▶ MATERIAL PROVIDED
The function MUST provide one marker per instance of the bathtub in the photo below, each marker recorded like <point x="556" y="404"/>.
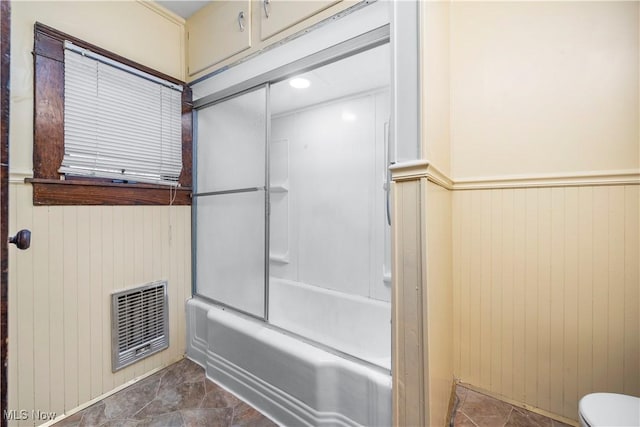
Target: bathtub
<point x="291" y="381"/>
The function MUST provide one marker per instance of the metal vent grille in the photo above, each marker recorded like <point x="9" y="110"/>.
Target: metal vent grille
<point x="139" y="323"/>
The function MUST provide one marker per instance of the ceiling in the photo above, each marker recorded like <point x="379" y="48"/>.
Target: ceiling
<point x="184" y="8"/>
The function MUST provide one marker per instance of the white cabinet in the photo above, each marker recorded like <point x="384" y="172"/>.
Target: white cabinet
<point x="278" y="15"/>
<point x="217" y="32"/>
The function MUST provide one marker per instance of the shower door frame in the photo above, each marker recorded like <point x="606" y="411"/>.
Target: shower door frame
<point x="267" y="195"/>
<point x="368" y="40"/>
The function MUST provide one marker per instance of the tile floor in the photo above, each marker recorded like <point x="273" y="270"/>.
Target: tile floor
<point x="181" y="396"/>
<point x="477" y="410"/>
<point x="177" y="396"/>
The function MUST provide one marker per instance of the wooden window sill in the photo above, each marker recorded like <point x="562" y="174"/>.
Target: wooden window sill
<point x="52" y="192"/>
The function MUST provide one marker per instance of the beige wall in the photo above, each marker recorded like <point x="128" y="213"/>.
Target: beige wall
<point x="544" y="87"/>
<point x="435" y="51"/>
<point x="546" y="275"/>
<point x="59" y="318"/>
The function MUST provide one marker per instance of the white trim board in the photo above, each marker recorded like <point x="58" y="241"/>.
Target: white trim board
<point x="425" y="169"/>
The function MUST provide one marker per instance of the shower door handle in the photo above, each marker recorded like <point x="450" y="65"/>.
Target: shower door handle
<point x="388" y="162"/>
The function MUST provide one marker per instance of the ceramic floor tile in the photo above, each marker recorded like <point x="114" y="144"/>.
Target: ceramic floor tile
<point x="461" y="420"/>
<point x="220" y="417"/>
<point x="178" y="396"/>
<point x="474" y="409"/>
<point x="245" y="416"/>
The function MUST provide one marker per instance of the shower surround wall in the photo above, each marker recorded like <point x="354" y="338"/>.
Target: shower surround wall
<point x="329" y="228"/>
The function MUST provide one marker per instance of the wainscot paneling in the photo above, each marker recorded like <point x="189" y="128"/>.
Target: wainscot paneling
<point x="59" y="295"/>
<point x="546" y="293"/>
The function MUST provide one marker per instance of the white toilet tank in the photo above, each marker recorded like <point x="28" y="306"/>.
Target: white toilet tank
<point x="609" y="409"/>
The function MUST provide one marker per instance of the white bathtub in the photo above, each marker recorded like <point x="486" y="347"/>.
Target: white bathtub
<point x="292" y="382"/>
<point x="351" y="324"/>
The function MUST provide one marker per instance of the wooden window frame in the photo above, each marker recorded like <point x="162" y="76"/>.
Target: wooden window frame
<point x="48" y="136"/>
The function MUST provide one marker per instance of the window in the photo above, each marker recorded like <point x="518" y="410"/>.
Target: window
<point x="113" y="163"/>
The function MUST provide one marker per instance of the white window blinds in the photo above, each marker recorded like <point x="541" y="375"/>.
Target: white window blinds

▶ YOUR INSTRUCTIONS
Repeat the records above exactly, leaving out any pictures they contain.

▶ RESPONSE TO THIS EXERCISE
The function MUST provide one marker per instance of the bathtub in the photo below, each marker recorded like <point x="556" y="404"/>.
Target: bathtub
<point x="291" y="381"/>
The function MUST provide one marker per instance of the metal vent grille in the photo above, each marker recorded like <point x="9" y="110"/>.
Target: metal vent grille
<point x="139" y="323"/>
The function MUST provide one marker per instance of the ceiling in the photo above, each marker recorded like <point x="379" y="48"/>.
Target: ceiling
<point x="184" y="8"/>
The function MUST provide one marker per instance of the white cabinet in the photo above, each marker recorded like <point x="384" y="172"/>.
Target: white cabinet
<point x="278" y="15"/>
<point x="217" y="32"/>
The function MUST provide one marker per instance of the shower door frame in the photo above, each marker recorded like <point x="606" y="411"/>.
Target: shower door frame
<point x="267" y="195"/>
<point x="368" y="40"/>
The function MUST provide one marker per instance of the tile floor in the photo above, each marker recorded like <point x="273" y="270"/>.
Target: tile floor
<point x="181" y="396"/>
<point x="477" y="410"/>
<point x="177" y="396"/>
The function MUST provide one marker per instance of the wooden window sill in the photo above, each marker recorded like <point x="562" y="174"/>.
Target: wooden window sill
<point x="52" y="192"/>
The function MUST provide one marker per instance of the beige wall in the photo above, each marker recorded like <point x="128" y="213"/>.
Target: beige wall
<point x="544" y="87"/>
<point x="435" y="51"/>
<point x="546" y="275"/>
<point x="59" y="318"/>
The function MUST provide one marker per instance of the white trim board in the photo above, each marker recorded like <point x="58" y="241"/>.
Target: white trim board
<point x="425" y="169"/>
The function MUST provide one marker per instance of the shower door handle in the photo above, each marker recorded like <point x="450" y="65"/>.
Target: shower door handle
<point x="388" y="162"/>
The function MUST provide one marker per instance of the ceramic floor tile in the photo above, each marker recorded like <point x="114" y="144"/>.
Target: ceramic floor tile
<point x="461" y="420"/>
<point x="220" y="417"/>
<point x="178" y="396"/>
<point x="474" y="409"/>
<point x="245" y="416"/>
The function MUST provide one marker per instance of the shower surround wall in the photo above, each marker recorded like <point x="354" y="338"/>.
Target: shower surround wall
<point x="329" y="228"/>
The function MUST provide one marker per instance of the wainscot paneling in the photo above, each marker recorded like <point x="189" y="128"/>.
Target: wainscot paneling
<point x="59" y="295"/>
<point x="546" y="293"/>
The function MUST provide one marker per instance of the white toilet tank in the photo above, each marker recorded like <point x="28" y="306"/>.
Target: white toilet tank
<point x="609" y="409"/>
The function MUST provide one marker per instance of the white bathtub in the photo above, each marker recorded like <point x="486" y="347"/>.
Target: white bathtub
<point x="292" y="382"/>
<point x="351" y="324"/>
The function MUST provide one marker per instance of the wooden window frame in the photo above, each marker recorded like <point x="162" y="76"/>.
Target: wooden window frame
<point x="48" y="136"/>
The function MUST provide one marker per instance of the window in the photo above, each marker recorded like <point x="518" y="410"/>.
Target: window
<point x="113" y="163"/>
The function MUST provide one marker per instance of the white window blinds in the photo above, each marker recorded like <point x="541" y="375"/>.
Target: white window blinds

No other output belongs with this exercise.